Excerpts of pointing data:
━━━━━━━━━━━━━━━━
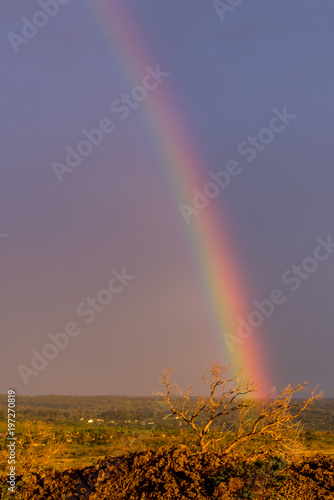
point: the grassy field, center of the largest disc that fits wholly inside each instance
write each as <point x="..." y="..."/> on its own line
<point x="88" y="428"/>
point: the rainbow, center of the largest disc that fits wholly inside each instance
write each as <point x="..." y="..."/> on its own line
<point x="210" y="239"/>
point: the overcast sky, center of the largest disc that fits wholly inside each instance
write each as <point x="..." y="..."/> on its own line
<point x="60" y="241"/>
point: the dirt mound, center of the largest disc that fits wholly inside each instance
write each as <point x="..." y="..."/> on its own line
<point x="178" y="474"/>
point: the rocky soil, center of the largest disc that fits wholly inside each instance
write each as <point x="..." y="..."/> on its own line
<point x="178" y="474"/>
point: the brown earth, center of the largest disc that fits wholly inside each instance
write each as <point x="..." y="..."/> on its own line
<point x="178" y="474"/>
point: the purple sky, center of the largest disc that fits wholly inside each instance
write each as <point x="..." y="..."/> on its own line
<point x="117" y="208"/>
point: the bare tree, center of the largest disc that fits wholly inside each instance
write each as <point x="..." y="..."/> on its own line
<point x="274" y="420"/>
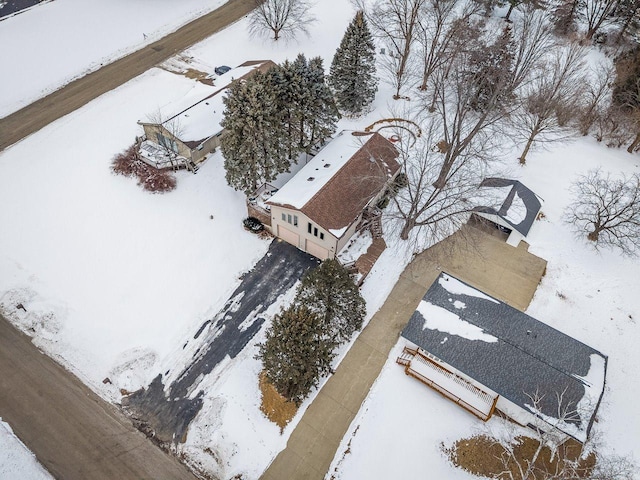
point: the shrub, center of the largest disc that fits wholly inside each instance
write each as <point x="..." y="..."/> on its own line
<point x="128" y="163"/>
<point x="253" y="224"/>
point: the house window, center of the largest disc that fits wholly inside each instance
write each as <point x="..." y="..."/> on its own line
<point x="167" y="143"/>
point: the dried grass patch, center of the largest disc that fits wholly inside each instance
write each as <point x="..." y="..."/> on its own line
<point x="277" y="408"/>
<point x="482" y="456"/>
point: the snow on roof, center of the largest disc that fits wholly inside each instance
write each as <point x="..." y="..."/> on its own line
<point x="511" y="201"/>
<point x="341" y="180"/>
<point x="197" y="119"/>
<point x="527" y="358"/>
<point x="320" y="169"/>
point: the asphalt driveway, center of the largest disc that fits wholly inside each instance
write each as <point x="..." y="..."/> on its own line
<point x="166" y="417"/>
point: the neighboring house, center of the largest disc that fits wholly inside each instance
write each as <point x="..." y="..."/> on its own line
<point x="320" y="208"/>
<point x="189" y="129"/>
<point x="486" y="355"/>
<point x="511" y="206"/>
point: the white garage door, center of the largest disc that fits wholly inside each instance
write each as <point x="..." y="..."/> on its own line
<point x="317" y="251"/>
<point x="289" y="236"/>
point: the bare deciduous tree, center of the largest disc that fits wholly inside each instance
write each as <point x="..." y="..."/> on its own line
<point x="607" y="210"/>
<point x="551" y="100"/>
<point x="282" y="18"/>
<point x="396" y="24"/>
<point x="465" y="122"/>
<point x="598" y="13"/>
<point x="533" y="38"/>
<point x="443" y="27"/>
<point x="425" y="214"/>
<point x="597" y="96"/>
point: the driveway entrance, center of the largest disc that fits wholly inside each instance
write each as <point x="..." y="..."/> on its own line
<point x="485" y="262"/>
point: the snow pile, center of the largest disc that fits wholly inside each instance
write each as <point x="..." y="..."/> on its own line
<point x="455" y="286"/>
<point x="16" y="461"/>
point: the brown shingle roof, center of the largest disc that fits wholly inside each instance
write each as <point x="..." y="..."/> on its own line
<point x="339" y="202"/>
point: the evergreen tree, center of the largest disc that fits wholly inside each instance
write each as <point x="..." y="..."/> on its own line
<point x="490" y="70"/>
<point x="271" y="118"/>
<point x="320" y="115"/>
<point x="352" y="75"/>
<point x="296" y="352"/>
<point x="253" y="145"/>
<point x="329" y="292"/>
<point x="288" y="84"/>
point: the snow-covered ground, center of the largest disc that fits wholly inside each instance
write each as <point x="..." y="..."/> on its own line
<point x="16" y="461"/>
<point x="592" y="296"/>
<point x="115" y="279"/>
<point x="49" y="45"/>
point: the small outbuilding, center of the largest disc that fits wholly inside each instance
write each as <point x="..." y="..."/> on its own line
<point x="510" y="206"/>
<point x="320" y="208"/>
<point x="487" y="356"/>
<point x="188" y="129"/>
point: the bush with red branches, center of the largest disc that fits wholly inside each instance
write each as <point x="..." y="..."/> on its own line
<point x="129" y="164"/>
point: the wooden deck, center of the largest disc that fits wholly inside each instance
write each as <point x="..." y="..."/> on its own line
<point x="424" y="367"/>
<point x="365" y="263"/>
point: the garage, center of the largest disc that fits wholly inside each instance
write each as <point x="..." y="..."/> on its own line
<point x="317" y="251"/>
<point x="289" y="236"/>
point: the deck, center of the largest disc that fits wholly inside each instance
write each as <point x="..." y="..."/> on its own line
<point x="426" y="368"/>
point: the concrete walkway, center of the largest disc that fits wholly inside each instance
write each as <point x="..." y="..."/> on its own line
<point x="73" y="432"/>
<point x="74" y="95"/>
<point x="509" y="274"/>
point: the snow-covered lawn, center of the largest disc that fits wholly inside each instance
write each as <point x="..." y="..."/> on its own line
<point x="107" y="272"/>
<point x="591" y="296"/>
<point x="49" y="45"/>
<point x="115" y="280"/>
<point x="16" y="461"/>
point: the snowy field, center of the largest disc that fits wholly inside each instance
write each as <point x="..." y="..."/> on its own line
<point x="115" y="280"/>
<point x="589" y="295"/>
<point x="51" y="44"/>
<point x="16" y="461"/>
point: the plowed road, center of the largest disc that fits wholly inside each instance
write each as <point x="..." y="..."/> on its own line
<point x="73" y="432"/>
<point x="74" y="95"/>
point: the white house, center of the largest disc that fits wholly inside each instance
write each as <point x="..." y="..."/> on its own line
<point x="488" y="356"/>
<point x="320" y="208"/>
<point x="509" y="205"/>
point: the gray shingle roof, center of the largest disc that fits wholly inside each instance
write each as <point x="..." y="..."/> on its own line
<point x="531" y="202"/>
<point x="526" y="356"/>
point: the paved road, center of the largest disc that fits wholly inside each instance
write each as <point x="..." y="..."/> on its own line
<point x="169" y="414"/>
<point x="509" y="274"/>
<point x="74" y="95"/>
<point x="73" y="432"/>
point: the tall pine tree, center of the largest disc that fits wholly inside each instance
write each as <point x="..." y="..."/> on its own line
<point x="296" y="352"/>
<point x="273" y="117"/>
<point x="319" y="115"/>
<point x="253" y="145"/>
<point x="352" y="75"/>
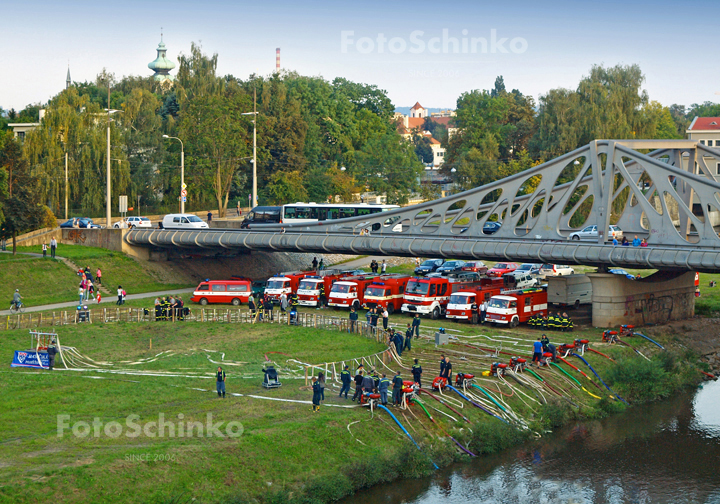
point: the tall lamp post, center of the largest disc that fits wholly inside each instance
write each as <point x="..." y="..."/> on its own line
<point x="182" y="172"/>
<point x="254" y="160"/>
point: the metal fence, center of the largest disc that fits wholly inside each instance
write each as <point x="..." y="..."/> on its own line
<point x="196" y="315"/>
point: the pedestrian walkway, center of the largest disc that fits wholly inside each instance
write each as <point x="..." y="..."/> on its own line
<point x="73" y="304"/>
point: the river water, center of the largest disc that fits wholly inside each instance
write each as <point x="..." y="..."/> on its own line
<point x="667" y="452"/>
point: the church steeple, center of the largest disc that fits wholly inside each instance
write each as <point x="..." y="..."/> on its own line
<point x="162" y="66"/>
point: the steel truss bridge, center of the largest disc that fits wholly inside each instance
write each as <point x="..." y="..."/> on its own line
<point x="662" y="190"/>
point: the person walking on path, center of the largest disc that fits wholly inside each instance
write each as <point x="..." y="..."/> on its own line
<point x="220" y="382"/>
<point x="353" y="320"/>
<point x="417" y="373"/>
<point x="345" y="379"/>
<point x="358" y="385"/>
<point x="397" y="389"/>
<point x="382" y="388"/>
<point x="321" y="379"/>
<point x="316" y="395"/>
<point x="416" y="325"/>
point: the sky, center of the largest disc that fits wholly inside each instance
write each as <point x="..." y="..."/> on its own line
<point x="418" y="51"/>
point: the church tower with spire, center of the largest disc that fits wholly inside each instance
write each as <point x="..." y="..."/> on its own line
<point x="161" y="65"/>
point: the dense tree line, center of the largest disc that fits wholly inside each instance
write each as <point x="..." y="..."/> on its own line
<point x="315" y="139"/>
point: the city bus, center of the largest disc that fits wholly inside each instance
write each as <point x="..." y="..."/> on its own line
<point x="307" y="213"/>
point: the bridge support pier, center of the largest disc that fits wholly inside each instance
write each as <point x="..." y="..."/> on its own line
<point x="656" y="299"/>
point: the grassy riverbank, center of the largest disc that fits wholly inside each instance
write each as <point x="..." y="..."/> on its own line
<point x="286" y="453"/>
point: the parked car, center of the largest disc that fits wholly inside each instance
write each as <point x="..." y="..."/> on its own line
<point x="476" y="266"/>
<point x="183" y="221"/>
<point x="591" y="233"/>
<point x="530" y="268"/>
<point x="556" y="270"/>
<point x="491" y="227"/>
<point x="620" y="271"/>
<point x="133" y="222"/>
<point x="83" y="222"/>
<point x="501" y="268"/>
<point x="450" y="267"/>
<point x="429" y="266"/>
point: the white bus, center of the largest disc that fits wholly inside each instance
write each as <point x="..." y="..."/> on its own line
<point x="303" y="213"/>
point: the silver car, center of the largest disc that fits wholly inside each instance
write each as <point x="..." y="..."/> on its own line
<point x="590" y="233"/>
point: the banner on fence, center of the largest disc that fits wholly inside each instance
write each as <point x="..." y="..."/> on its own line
<point x="29" y="358"/>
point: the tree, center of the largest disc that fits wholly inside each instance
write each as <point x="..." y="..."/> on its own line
<point x="19" y="202"/>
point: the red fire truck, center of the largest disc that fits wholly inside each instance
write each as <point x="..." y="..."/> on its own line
<point x="516" y="307"/>
<point x="284" y="282"/>
<point x="465" y="304"/>
<point x="350" y="291"/>
<point x="309" y="287"/>
<point x="430" y="296"/>
<point x="386" y="292"/>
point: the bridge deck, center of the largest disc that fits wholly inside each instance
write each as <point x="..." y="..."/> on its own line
<point x="489" y="248"/>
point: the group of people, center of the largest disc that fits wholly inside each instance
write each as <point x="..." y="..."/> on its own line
<point x="170" y="308"/>
<point x="53" y="248"/>
<point x="540" y="348"/>
<point x="318" y="266"/>
<point x="637" y="242"/>
<point x="374" y="266"/>
<point x="555" y="322"/>
<point x="86" y="288"/>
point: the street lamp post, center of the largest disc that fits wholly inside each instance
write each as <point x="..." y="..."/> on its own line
<point x="182" y="171"/>
<point x="254" y="160"/>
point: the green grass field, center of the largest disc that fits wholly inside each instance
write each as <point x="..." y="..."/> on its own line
<point x="284" y="445"/>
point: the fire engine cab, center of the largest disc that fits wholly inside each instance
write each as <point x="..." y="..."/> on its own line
<point x="350" y="291"/>
<point x="516" y="307"/>
<point x="386" y="293"/>
<point x="284" y="282"/>
<point x="430" y="296"/>
<point x="309" y="287"/>
<point x="465" y="304"/>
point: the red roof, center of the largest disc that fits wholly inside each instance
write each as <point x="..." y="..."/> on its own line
<point x="705" y="124"/>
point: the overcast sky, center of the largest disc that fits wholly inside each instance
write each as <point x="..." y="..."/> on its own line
<point x="416" y="50"/>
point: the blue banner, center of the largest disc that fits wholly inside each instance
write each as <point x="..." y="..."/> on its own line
<point x="29" y="358"/>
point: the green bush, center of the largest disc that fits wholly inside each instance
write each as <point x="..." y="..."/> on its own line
<point x="639" y="380"/>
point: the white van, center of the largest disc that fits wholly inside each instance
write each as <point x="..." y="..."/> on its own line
<point x="183" y="221"/>
<point x="519" y="280"/>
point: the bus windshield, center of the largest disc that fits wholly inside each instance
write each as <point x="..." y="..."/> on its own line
<point x="461" y="299"/>
<point x="276" y="284"/>
<point x="308" y="284"/>
<point x="340" y="289"/>
<point x="498" y="303"/>
<point x="416" y="287"/>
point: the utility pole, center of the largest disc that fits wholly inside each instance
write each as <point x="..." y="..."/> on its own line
<point x="109" y="191"/>
<point x="254" y="146"/>
<point x="66" y="186"/>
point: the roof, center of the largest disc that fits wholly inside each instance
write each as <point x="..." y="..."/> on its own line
<point x="705" y="124"/>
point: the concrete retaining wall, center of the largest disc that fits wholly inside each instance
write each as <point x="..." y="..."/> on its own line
<point x="618" y="300"/>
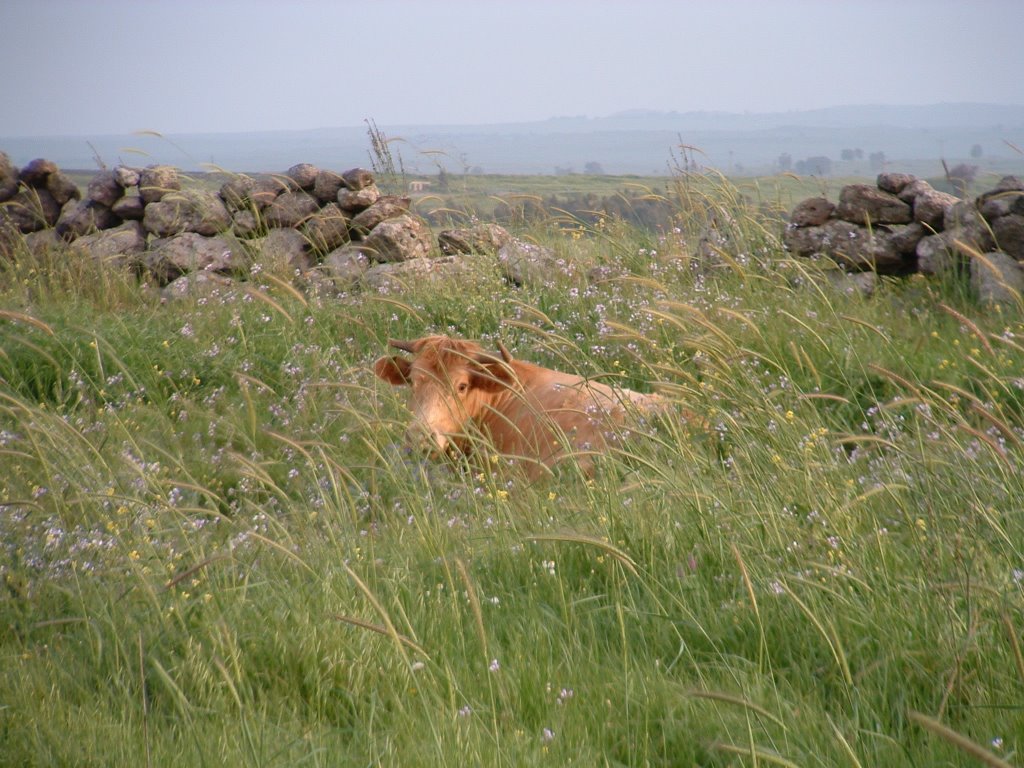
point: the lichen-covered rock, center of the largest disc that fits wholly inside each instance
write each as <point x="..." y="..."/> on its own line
<point x="327" y="185"/>
<point x="127" y="177"/>
<point x="399" y="239"/>
<point x="930" y="208"/>
<point x="80" y="217"/>
<point x="399" y="276"/>
<point x="121" y="246"/>
<point x="528" y="264"/>
<point x="199" y="286"/>
<point x="353" y="201"/>
<point x="196" y="211"/>
<point x="894" y="182"/>
<point x="33" y="209"/>
<point x="290" y="209"/>
<point x="236" y="193"/>
<point x="103" y="188"/>
<point x="157" y="180"/>
<point x="284" y="247"/>
<point x="303" y="174"/>
<point x="327" y="228"/>
<point x="357" y="178"/>
<point x="911" y="190"/>
<point x="37" y="171"/>
<point x="345" y="266"/>
<point x="8" y="178"/>
<point x="938" y="255"/>
<point x="904" y="238"/>
<point x="387" y="207"/>
<point x="997" y="279"/>
<point x="245" y="224"/>
<point x="481" y="239"/>
<point x="811" y="212"/>
<point x="129" y="207"/>
<point x="62" y="187"/>
<point x="865" y="205"/>
<point x="1009" y="232"/>
<point x="171" y="257"/>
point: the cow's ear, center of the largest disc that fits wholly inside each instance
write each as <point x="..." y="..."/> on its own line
<point x="493" y="374"/>
<point x="393" y="370"/>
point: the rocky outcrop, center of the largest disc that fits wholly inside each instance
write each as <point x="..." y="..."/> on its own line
<point x="147" y="218"/>
<point x="904" y="225"/>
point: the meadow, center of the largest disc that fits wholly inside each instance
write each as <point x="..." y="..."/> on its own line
<point x="215" y="551"/>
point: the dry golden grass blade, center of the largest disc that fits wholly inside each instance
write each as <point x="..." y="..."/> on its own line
<point x="381" y="630"/>
<point x="188" y="571"/>
<point x="288" y="288"/>
<point x="739" y="701"/>
<point x="27" y="318"/>
<point x="600" y="544"/>
<point x="756" y="753"/>
<point x="257" y="294"/>
<point x="474" y="603"/>
<point x="958" y="740"/>
<point x="978" y="333"/>
<point x="389" y="628"/>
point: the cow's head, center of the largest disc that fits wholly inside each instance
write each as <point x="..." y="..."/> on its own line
<point x="451" y="383"/>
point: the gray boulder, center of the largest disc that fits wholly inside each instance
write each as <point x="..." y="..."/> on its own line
<point x="127" y="177"/>
<point x="62" y="187"/>
<point x="284" y="247"/>
<point x="80" y="217"/>
<point x="327" y="228"/>
<point x="1009" y="232"/>
<point x="938" y="255"/>
<point x="172" y="257"/>
<point x="327" y="185"/>
<point x="529" y="264"/>
<point x="37" y="171"/>
<point x="199" y="286"/>
<point x="811" y="212"/>
<point x="130" y="207"/>
<point x="345" y="266"/>
<point x="865" y="205"/>
<point x="8" y="178"/>
<point x="196" y="211"/>
<point x="357" y="178"/>
<point x="103" y="188"/>
<point x="236" y="193"/>
<point x="387" y="207"/>
<point x="121" y="246"/>
<point x="397" y="278"/>
<point x="290" y="209"/>
<point x="930" y="208"/>
<point x="157" y="180"/>
<point x="354" y="201"/>
<point x="33" y="209"/>
<point x="303" y="174"/>
<point x="245" y="223"/>
<point x="399" y="239"/>
<point x="894" y="182"/>
<point x="481" y="239"/>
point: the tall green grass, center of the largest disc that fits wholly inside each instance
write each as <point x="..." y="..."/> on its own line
<point x="215" y="551"/>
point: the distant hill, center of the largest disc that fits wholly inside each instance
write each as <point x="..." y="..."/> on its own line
<point x="634" y="141"/>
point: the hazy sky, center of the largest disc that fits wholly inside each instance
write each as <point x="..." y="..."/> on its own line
<point x="93" y="67"/>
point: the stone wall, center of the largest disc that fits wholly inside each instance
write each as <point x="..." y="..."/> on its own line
<point x="902" y="225"/>
<point x="320" y="222"/>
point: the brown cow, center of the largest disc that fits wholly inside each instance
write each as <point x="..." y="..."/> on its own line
<point x="531" y="414"/>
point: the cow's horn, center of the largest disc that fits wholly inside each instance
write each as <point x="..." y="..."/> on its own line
<point x="406" y="346"/>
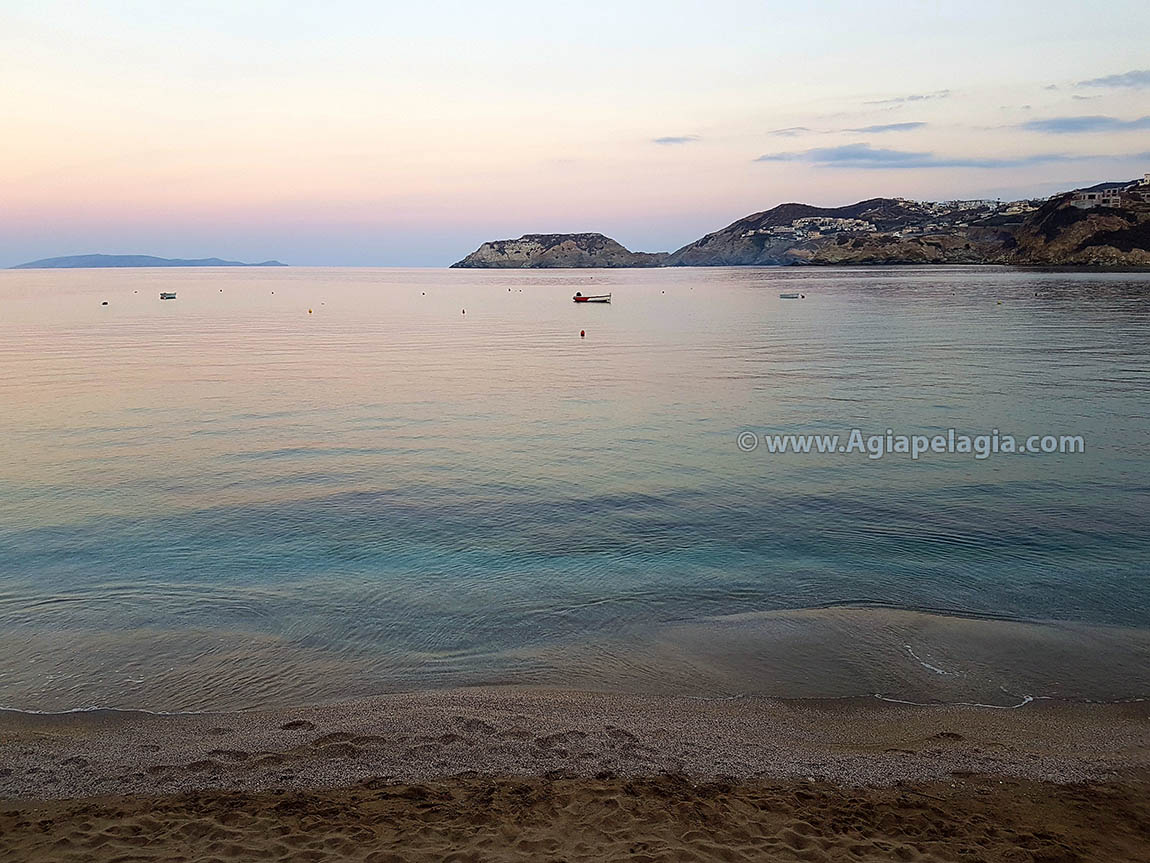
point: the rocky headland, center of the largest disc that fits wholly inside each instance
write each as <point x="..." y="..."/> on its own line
<point x="1108" y="224"/>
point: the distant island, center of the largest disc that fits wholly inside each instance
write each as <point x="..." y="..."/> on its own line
<point x="1105" y="224"/>
<point x="76" y="261"/>
<point x="558" y="250"/>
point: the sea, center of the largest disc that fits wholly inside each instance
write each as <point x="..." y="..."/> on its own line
<point x="294" y="486"/>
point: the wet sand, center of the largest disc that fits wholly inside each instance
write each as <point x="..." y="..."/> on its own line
<point x="557" y="774"/>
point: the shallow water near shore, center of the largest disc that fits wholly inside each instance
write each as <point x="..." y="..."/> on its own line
<point x="229" y="501"/>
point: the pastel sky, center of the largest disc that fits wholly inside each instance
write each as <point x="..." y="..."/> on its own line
<point x="369" y="132"/>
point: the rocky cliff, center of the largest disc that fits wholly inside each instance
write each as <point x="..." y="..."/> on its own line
<point x="558" y="250"/>
<point x="1059" y="234"/>
<point x="879" y="230"/>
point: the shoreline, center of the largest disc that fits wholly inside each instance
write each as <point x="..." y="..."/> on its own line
<point x="534" y="732"/>
<point x="523" y="773"/>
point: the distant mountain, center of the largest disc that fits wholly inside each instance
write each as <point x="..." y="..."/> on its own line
<point x="1105" y="224"/>
<point x="557" y="250"/>
<point x="75" y="261"/>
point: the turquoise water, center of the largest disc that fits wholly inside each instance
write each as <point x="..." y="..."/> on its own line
<point x="227" y="501"/>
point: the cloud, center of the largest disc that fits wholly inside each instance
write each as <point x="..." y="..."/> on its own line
<point x="887" y="128"/>
<point x="865" y="157"/>
<point x="1086" y="123"/>
<point x="1133" y="78"/>
<point x="912" y="98"/>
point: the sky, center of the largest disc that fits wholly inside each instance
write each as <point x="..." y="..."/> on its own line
<point x="359" y="132"/>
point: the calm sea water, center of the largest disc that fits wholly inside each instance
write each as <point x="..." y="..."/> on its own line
<point x="229" y="501"/>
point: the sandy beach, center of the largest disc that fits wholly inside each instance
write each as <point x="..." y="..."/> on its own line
<point x="556" y="774"/>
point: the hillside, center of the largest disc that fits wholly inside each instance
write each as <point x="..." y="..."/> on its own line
<point x="77" y="261"/>
<point x="1060" y="234"/>
<point x="1106" y="224"/>
<point x="557" y="250"/>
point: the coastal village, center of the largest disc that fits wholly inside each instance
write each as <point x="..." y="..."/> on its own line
<point x="917" y="218"/>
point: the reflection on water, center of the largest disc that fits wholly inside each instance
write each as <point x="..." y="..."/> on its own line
<point x="225" y="501"/>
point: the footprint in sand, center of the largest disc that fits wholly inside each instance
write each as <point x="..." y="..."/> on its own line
<point x="229" y="754"/>
<point x="472" y="725"/>
<point x="298" y="725"/>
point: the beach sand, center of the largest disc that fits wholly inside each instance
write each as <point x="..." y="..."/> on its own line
<point x="512" y="773"/>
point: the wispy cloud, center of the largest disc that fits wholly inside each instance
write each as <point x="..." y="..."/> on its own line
<point x="1086" y="123"/>
<point x="865" y="157"/>
<point x="911" y="98"/>
<point x="887" y="128"/>
<point x="1133" y="78"/>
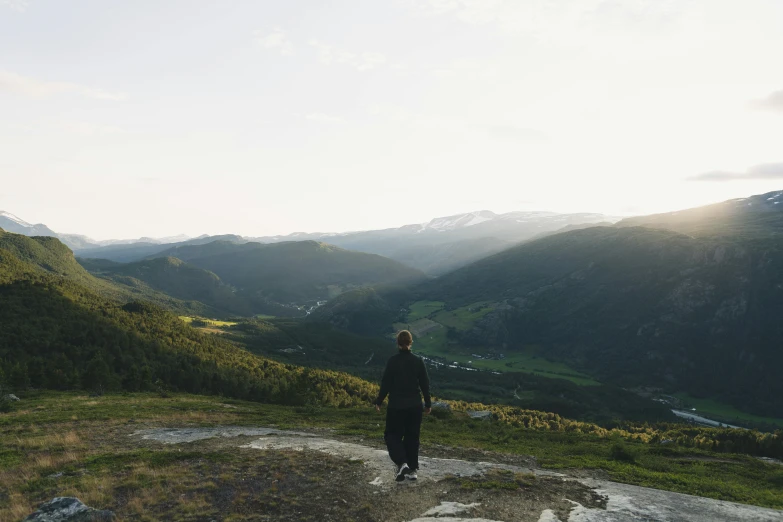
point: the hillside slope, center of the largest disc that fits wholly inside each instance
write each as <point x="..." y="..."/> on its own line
<point x="58" y="334"/>
<point x="175" y="278"/>
<point x="759" y="217"/>
<point x="447" y="243"/>
<point x="638" y="306"/>
<point x="49" y="256"/>
<point x="294" y="272"/>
━━━━━━━━━━━━━━━━
● TASK GOAL:
Return verbatim every line from the line containing "point: the reflection" to the last line of the entries above, inclusive, and leave out the pictures.

● IN RESPONSE:
point: the reflection on water, center of the largest disc that fits wholly inside each instance
write each as <point x="..." y="..."/> on its own line
<point x="225" y="501"/>
point: the footprint in sand, center of the largest disc that fits wholly inside each instance
write each as <point x="..." y="..."/> on its own line
<point x="229" y="754"/>
<point x="472" y="725"/>
<point x="298" y="725"/>
point: the beach sand, center of the largest disc that fits wholly inside each instance
write each as <point x="..." y="..."/> on its own line
<point x="512" y="773"/>
point: the wispy cloud, center of the largest disc that fits wholly inside each instance
write each as <point x="..." y="..."/> on its own line
<point x="1086" y="123"/>
<point x="865" y="157"/>
<point x="911" y="98"/>
<point x="887" y="128"/>
<point x="1133" y="78"/>
point: the hillside slope, center of the largest disc that fits wholly inside each instance
write each as <point x="..." y="..."/> on its own line
<point x="58" y="334"/>
<point x="175" y="278"/>
<point x="759" y="217"/>
<point x="447" y="243"/>
<point x="638" y="306"/>
<point x="49" y="256"/>
<point x="294" y="272"/>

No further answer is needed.